*Task objective*
In the entries below, rewrite everything from the line containing "Please place a point on the stone block" down to the last entry, swapping "grey" for "gray" and leaving all else as it stands. Return only those lines.

*Provided records*
————

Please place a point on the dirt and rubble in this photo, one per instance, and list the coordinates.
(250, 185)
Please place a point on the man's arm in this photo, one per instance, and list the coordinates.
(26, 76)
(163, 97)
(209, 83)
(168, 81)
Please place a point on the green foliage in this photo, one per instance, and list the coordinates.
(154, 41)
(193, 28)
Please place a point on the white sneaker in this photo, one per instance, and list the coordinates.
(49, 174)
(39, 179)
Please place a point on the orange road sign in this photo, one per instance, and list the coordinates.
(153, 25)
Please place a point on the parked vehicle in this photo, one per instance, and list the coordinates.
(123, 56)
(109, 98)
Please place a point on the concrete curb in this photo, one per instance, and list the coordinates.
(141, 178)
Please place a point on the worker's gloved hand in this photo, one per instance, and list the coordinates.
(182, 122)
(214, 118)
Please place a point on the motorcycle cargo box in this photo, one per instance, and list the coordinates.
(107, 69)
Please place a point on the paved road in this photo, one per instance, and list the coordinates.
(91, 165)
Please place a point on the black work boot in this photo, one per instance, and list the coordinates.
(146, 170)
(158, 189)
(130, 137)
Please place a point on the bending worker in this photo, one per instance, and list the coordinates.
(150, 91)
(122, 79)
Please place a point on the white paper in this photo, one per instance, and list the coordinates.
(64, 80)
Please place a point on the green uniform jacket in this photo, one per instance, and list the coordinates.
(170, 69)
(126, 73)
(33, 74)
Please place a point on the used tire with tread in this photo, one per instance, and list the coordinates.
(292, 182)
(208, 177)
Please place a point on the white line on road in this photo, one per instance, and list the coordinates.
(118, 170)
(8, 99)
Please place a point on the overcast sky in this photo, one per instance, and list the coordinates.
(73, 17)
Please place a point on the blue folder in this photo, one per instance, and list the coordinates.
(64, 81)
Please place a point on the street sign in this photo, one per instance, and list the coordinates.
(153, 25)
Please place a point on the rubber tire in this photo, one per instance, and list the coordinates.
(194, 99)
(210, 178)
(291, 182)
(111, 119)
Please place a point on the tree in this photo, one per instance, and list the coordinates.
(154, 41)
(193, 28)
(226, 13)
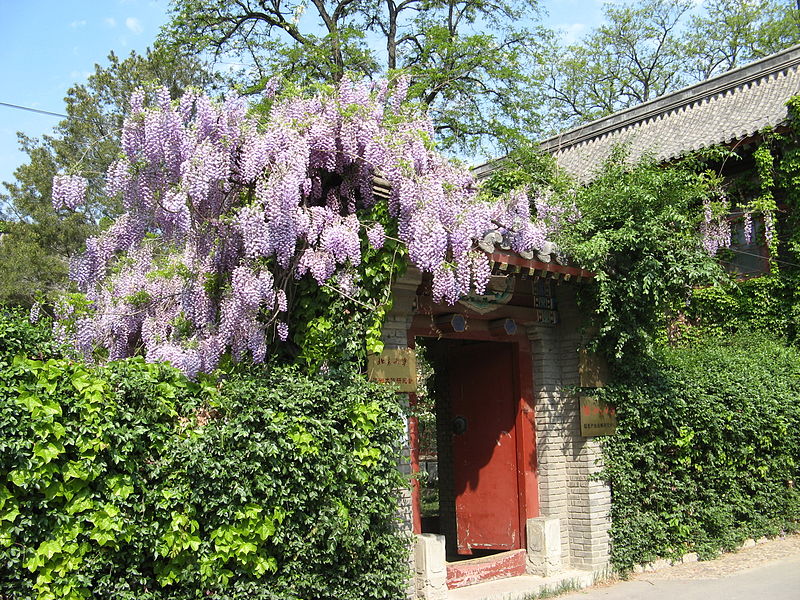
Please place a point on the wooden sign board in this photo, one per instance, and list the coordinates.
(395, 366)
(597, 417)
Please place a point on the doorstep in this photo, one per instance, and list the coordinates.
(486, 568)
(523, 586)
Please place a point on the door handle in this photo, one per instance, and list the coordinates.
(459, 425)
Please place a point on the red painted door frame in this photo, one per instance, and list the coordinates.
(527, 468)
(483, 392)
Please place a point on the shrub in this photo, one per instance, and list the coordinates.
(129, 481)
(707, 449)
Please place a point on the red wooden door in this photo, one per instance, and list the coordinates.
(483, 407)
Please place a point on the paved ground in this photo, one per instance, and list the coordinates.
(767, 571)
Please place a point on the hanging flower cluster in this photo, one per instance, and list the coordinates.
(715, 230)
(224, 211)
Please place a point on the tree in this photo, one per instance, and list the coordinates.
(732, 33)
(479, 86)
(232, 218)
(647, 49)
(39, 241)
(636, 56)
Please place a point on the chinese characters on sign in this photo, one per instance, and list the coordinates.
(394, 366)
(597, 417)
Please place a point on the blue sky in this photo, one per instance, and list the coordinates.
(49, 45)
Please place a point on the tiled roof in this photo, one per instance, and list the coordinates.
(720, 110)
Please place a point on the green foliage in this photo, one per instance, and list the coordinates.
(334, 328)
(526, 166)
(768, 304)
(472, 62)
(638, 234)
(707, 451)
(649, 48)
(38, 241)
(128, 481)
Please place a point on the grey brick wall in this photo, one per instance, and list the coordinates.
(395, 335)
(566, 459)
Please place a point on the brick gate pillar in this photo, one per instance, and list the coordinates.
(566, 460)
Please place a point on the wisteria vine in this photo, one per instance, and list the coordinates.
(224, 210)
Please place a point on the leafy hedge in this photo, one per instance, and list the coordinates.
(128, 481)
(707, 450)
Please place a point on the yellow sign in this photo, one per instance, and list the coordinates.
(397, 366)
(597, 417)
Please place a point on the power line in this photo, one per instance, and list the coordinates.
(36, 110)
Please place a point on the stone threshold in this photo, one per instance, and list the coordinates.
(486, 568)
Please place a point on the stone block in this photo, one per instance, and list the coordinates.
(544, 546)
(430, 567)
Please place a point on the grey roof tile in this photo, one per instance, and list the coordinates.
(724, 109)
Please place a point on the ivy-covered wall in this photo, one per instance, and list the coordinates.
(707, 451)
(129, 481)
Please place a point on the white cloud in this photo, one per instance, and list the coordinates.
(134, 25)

————

*Output for this exercise*
Please place a point on the stone block in this photo, one per instance, and list the coordinates.
(544, 546)
(430, 567)
Please place a point on the gray roof tile in this photo, one per instance, and list the coordinates.
(724, 109)
Please place a point on the ivy-covered wall in this photo, one per instance, and list the coordinates.
(707, 451)
(129, 481)
Please place a point on the white cloud in this photo, one per instance, and list the coordinates.
(134, 25)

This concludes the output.